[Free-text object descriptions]
--------------------------------
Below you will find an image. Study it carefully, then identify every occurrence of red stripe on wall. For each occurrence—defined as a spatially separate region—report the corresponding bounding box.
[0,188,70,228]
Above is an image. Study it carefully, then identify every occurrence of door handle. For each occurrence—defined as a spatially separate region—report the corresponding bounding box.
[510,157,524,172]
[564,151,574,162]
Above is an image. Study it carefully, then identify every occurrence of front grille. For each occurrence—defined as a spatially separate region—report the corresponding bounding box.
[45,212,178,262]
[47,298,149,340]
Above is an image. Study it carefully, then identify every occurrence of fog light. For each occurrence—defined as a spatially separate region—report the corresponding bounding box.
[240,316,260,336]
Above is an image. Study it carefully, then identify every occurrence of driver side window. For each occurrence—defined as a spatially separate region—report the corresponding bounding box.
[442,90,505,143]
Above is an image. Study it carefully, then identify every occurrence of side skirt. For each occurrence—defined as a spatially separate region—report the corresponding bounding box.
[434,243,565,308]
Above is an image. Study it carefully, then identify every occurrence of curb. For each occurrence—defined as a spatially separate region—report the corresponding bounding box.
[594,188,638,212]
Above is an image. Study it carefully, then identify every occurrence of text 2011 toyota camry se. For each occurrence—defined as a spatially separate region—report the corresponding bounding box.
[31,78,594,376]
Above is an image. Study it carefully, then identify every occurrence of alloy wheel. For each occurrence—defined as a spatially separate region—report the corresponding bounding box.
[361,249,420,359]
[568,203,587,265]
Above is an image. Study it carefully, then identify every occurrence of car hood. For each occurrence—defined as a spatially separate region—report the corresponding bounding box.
--------------------------------
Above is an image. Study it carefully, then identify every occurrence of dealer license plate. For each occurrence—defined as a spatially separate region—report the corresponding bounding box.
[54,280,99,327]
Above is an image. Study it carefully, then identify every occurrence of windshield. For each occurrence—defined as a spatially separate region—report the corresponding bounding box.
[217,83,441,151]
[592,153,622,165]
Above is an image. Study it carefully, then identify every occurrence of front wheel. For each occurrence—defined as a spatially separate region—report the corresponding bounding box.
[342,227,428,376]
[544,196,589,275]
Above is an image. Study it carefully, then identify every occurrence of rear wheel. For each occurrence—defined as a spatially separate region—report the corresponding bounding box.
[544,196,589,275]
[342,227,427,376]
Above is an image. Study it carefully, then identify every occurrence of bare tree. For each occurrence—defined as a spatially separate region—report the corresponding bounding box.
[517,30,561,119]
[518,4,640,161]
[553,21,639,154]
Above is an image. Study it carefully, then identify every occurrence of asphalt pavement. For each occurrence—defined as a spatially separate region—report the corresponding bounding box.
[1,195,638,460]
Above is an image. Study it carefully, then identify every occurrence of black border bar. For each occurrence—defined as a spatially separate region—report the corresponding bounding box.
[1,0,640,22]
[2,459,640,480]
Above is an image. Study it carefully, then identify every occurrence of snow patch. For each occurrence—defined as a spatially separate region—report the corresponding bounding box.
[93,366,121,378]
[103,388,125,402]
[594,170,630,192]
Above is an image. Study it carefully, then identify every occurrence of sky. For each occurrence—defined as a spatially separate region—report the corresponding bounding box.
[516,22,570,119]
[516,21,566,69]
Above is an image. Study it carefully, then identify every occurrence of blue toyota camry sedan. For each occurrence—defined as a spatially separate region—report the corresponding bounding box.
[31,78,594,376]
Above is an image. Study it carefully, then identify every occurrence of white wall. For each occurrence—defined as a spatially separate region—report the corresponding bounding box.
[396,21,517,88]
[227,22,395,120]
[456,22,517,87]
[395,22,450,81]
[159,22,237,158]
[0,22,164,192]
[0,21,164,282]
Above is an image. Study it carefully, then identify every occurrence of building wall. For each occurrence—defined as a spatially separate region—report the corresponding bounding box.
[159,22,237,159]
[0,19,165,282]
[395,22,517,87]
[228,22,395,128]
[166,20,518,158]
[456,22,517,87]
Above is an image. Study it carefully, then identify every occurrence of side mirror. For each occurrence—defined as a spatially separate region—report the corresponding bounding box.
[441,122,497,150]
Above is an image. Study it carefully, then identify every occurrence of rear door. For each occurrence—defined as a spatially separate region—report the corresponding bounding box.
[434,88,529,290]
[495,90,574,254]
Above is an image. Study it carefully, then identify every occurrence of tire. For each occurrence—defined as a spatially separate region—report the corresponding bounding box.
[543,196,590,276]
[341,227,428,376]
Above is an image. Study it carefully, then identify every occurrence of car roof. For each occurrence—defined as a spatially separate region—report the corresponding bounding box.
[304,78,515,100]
--------------------------------
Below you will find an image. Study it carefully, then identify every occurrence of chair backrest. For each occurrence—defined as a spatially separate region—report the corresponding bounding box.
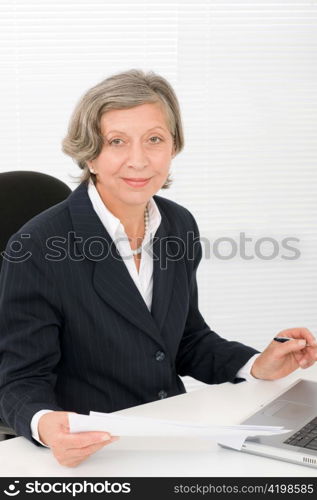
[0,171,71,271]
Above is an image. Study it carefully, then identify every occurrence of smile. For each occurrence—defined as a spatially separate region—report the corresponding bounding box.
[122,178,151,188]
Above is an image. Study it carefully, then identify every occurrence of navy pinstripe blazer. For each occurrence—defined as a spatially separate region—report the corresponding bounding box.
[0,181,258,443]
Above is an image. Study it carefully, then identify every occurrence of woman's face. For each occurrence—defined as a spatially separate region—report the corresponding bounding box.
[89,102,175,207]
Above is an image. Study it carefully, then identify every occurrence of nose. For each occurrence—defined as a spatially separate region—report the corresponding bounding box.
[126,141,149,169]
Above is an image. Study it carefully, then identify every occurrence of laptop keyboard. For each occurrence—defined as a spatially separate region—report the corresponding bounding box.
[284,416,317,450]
--------------------------------
§ **Task directions**
Copy out, word for word, the part of the entries above that begins at the line with "occurrence of red" and ends at the line with "of car hood.", including both.

§ **Expected answer**
Below you will find an image. Study it carefully, then identify every occurrence of red stripe on wall. For each occurrence—defined as a spatially separate region—report the corresponding bounding box.
[0,188,70,228]
Above is an image. Study it carefully, then identify every occurrence of door handle. For each occurrence—defined as a spatially separate region—report the corresponding bounding box.
[510,157,524,172]
[564,151,574,162]
Above is an image. Study it carefully, then identify every occurrence of front grille. For each occurrence—defined as a spatially separate region—report the corresponding bounding box.
[45,212,178,262]
[47,298,149,340]
Above is an image. Study it carefully, then identify every occurrence of fog light. For each occurrence—defined as a spatially separate region—report the corresponding bounding box.
[240,316,260,336]
Above is an image. Study it carefully, then identify every occurrence of driver side window. For each occurrence—defined as a spatially separate region—report the corresponding bounding box.
[442,90,505,143]
Above is an image. Study it carefully, then identify every occurrence of side skirt. For each occurrence—defined as a spatially separate region—report the corresponding bounding box.
[434,243,565,308]
Above is an image. Study it carefully, then identify every occurrence of curb. For each occurrence—defined as a spatially separate region—report the corresponding bounding box.
[594,188,638,212]
Above is an image. Study it carefully, then identify every occurrence of text 2011 toyota camry se. For each occurrence—defined as a spatially separate region—report the corresponding bounding box.
[31,78,594,376]
Above is an image. Study it carefully, then identify every occurrence of alloy wheel. For each occurrence—defined as a spatially separate region—report the corresponding bounding box.
[361,249,420,359]
[568,203,587,265]
Above is an image. Study it carefully, then identify every occurrence of car hood. For each occurrence—defined as a spatially separate region—report the corresponding bounding box.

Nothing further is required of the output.